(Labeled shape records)
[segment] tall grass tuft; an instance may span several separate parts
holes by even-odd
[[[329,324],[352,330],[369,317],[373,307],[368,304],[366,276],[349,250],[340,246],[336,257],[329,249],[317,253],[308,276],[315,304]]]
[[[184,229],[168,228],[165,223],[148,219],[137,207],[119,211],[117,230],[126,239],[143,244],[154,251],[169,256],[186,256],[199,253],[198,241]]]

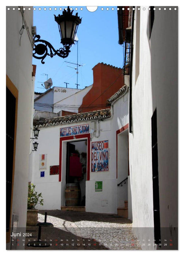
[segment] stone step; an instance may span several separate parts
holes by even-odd
[[[129,211],[128,207],[125,207],[123,208],[118,208],[118,215],[119,216],[124,217],[128,219],[129,217]]]
[[[61,206],[62,211],[85,211],[85,206]]]

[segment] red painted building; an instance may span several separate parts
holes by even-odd
[[[93,71],[93,86],[84,97],[78,113],[107,109],[107,99],[124,84],[121,68],[102,63],[95,66]]]

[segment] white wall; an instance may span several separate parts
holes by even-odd
[[[158,7],[150,40],[149,11],[141,8],[135,12],[133,132],[129,134],[133,224],[154,226],[151,118],[156,108],[161,226],[172,226],[174,237],[173,227],[177,226],[177,17],[173,8],[165,12]],[[153,236],[153,229],[149,230]],[[143,232],[140,237],[147,237]]]
[[[6,74],[18,90],[17,133],[12,217],[19,217],[19,226],[26,227],[27,202],[32,97],[32,48],[26,29],[20,40],[22,25],[20,11],[7,11]],[[26,7],[24,15],[31,34],[32,9]],[[22,248],[20,249],[22,249]]]
[[[38,205],[38,208],[60,210],[61,208],[61,182],[59,175],[50,175],[50,167],[59,165],[60,128],[58,126],[40,129],[39,144],[37,151],[33,151],[34,161],[31,181],[36,185],[36,191],[42,193],[43,206]],[[41,154],[47,155],[47,168],[39,169]],[[41,172],[45,172],[45,177],[41,177]]]
[[[59,101],[56,101],[54,105],[54,111],[55,113],[58,113],[61,111],[61,109],[62,109],[63,110],[66,111],[70,111],[78,113],[78,108],[83,103],[83,99],[84,97],[91,89],[92,86],[92,85],[91,85],[79,91],[78,89],[78,91],[77,92],[74,91],[73,94],[71,94],[68,97],[66,97],[65,98],[62,99],[61,100],[60,98],[59,100]],[[76,89],[75,89],[75,90],[76,90]],[[57,93],[55,93],[55,94],[57,94],[57,94],[59,95],[60,93],[59,92]],[[57,108],[57,105],[63,105],[64,106],[62,108],[61,108],[61,108]],[[72,106],[72,105],[73,106]],[[71,106],[72,107],[70,107],[70,106]],[[58,106],[57,107],[58,108]]]
[[[60,209],[61,206],[65,205],[65,189],[66,155],[66,143],[70,142],[76,145],[77,148],[80,139],[63,141],[62,144],[62,163],[61,181],[59,182],[58,175],[50,176],[49,166],[59,164],[60,130],[61,127],[73,126],[89,124],[90,129],[93,128],[97,130],[92,135],[90,142],[90,159],[91,155],[91,143],[103,140],[108,141],[109,171],[92,172],[90,171],[90,180],[86,182],[86,211],[97,212],[117,213],[117,184],[116,179],[116,131],[127,124],[128,122],[128,94],[117,101],[114,106],[114,113],[109,119],[99,122],[99,129],[97,121],[68,123],[62,125],[49,126],[40,128],[37,151],[34,152],[35,155],[34,174],[32,175],[32,182],[36,186],[37,190],[43,193],[45,196],[43,206],[39,206],[40,209]],[[127,135],[126,137],[127,137]],[[67,138],[67,137],[66,137]],[[124,146],[123,150],[127,153],[127,139]],[[120,148],[120,150],[122,150]],[[45,170],[45,176],[40,177],[40,170],[39,169],[39,155],[47,154],[47,168]],[[126,158],[126,157],[125,157]],[[127,165],[127,159],[126,164]],[[90,169],[91,164],[90,163]],[[127,169],[126,172],[127,174]],[[120,172],[119,172],[120,173]],[[120,174],[120,178],[122,174]],[[126,177],[127,176],[126,176]],[[103,191],[95,191],[96,181],[103,181]],[[120,181],[122,181],[122,180]],[[47,189],[48,186],[50,188]],[[122,191],[121,192],[122,192]],[[126,188],[125,198],[127,199],[127,188]],[[119,196],[119,197],[120,196]],[[54,200],[51,198],[54,197]],[[52,201],[50,202],[50,201]],[[107,202],[106,204],[106,202]],[[104,203],[106,202],[105,205]]]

» **Task**
Reproduce all the records above with every "separate" replaced by "disjoint" and everything else left unchanged. Omit the pictures from your answer.

» **Result for this task**
[segment] tall grass tuft; an instance may span several disjoint parts
holes by even-odd
[[[329,324],[352,330],[369,317],[373,307],[368,304],[366,276],[349,250],[340,246],[336,257],[329,249],[317,253],[308,276],[315,304]]]
[[[184,229],[168,228],[165,223],[148,219],[137,207],[119,211],[117,230],[126,239],[143,244],[154,251],[169,256],[186,256],[199,253],[198,241]]]

[segment] stone step; an instance may span several disjoint parts
holes by even-odd
[[[129,211],[128,207],[125,207],[123,208],[118,208],[118,215],[119,216],[124,217],[128,219],[129,217]]]
[[[61,206],[62,211],[85,211],[85,206]]]

[segment] red painted building; an instance may span several disjoint parts
holes by even-odd
[[[93,71],[93,86],[84,97],[78,113],[107,109],[107,99],[124,84],[121,68],[102,63],[95,66]]]

[segment] white wall; an instance may span several disjoint parts
holes by even-odd
[[[158,7],[150,40],[149,11],[141,8],[135,12],[133,132],[129,134],[133,224],[154,226],[151,118],[156,108],[161,226],[172,226],[174,237],[173,227],[177,226],[177,17],[173,8],[165,12]],[[153,236],[153,229],[149,230]],[[143,232],[140,237],[147,237]]]
[[[6,74],[18,90],[17,133],[12,217],[19,217],[19,226],[26,227],[27,202],[32,97],[32,48],[26,29],[20,40],[22,25],[20,11],[7,11]],[[26,7],[24,15],[31,34],[32,9]],[[22,248],[20,249],[22,249]]]
[[[38,205],[38,208],[60,210],[61,208],[61,182],[59,175],[50,175],[50,167],[59,165],[60,128],[58,126],[40,129],[39,144],[37,151],[33,151],[34,161],[31,181],[36,185],[36,191],[42,193],[43,206]],[[41,154],[47,155],[47,168],[39,169]],[[41,172],[45,172],[45,177],[41,177]]]
[[[59,101],[56,101],[54,105],[54,111],[55,113],[58,113],[61,111],[61,109],[62,109],[63,110],[66,111],[70,111],[78,113],[78,108],[83,103],[83,99],[84,97],[91,89],[92,86],[92,85],[91,85],[79,91],[78,89],[78,91],[77,92],[74,91],[73,94],[71,94],[68,97],[66,97],[65,98],[62,99],[61,100],[60,98],[59,100]],[[76,89],[75,89],[75,90],[76,90]],[[57,93],[55,93],[55,94],[57,94],[57,94],[59,95],[60,93],[59,92]],[[57,108],[57,105],[63,105],[64,106],[62,108],[61,108],[61,108]],[[72,106],[72,105],[73,106]],[[71,106],[72,107],[70,107],[70,106]],[[58,106],[57,107],[58,108]]]
[[[60,209],[61,206],[65,205],[65,189],[66,155],[66,143],[70,142],[76,145],[77,148],[80,139],[63,141],[62,144],[62,163],[61,181],[59,182],[58,175],[50,176],[49,166],[59,164],[60,130],[61,127],[73,126],[89,124],[90,129],[93,128],[97,130],[92,135],[90,142],[90,159],[91,155],[91,143],[103,140],[108,141],[109,171],[92,172],[90,171],[90,180],[86,182],[86,211],[97,212],[117,213],[117,184],[116,179],[116,131],[127,124],[128,122],[128,94],[117,101],[114,106],[114,113],[109,119],[99,122],[99,129],[97,121],[68,123],[62,125],[49,126],[40,128],[37,151],[34,152],[35,155],[34,174],[32,175],[32,182],[36,186],[37,190],[43,193],[45,196],[43,206],[39,206],[40,209]],[[127,135],[126,137],[127,137]],[[67,138],[67,137],[66,137]],[[124,146],[123,150],[127,153],[127,139]],[[120,148],[120,150],[122,150]],[[45,170],[45,176],[40,177],[40,170],[39,169],[39,155],[47,154],[47,168]],[[126,158],[126,157],[125,157]],[[127,165],[127,159],[126,164]],[[90,169],[91,164],[90,163]],[[127,169],[126,172],[127,174]],[[120,172],[119,172],[120,173]],[[120,174],[120,178],[122,174]],[[126,177],[127,176],[126,176]],[[103,191],[95,191],[96,181],[103,181]],[[120,181],[122,181],[122,180]],[[47,189],[48,186],[50,188]],[[122,191],[121,192],[122,192]],[[126,188],[125,198],[127,199],[127,188]],[[119,196],[119,197],[120,196]],[[54,200],[51,198],[54,197]],[[52,201],[50,202],[50,201]],[[107,202],[106,204],[106,202]],[[104,203],[106,202],[105,205]]]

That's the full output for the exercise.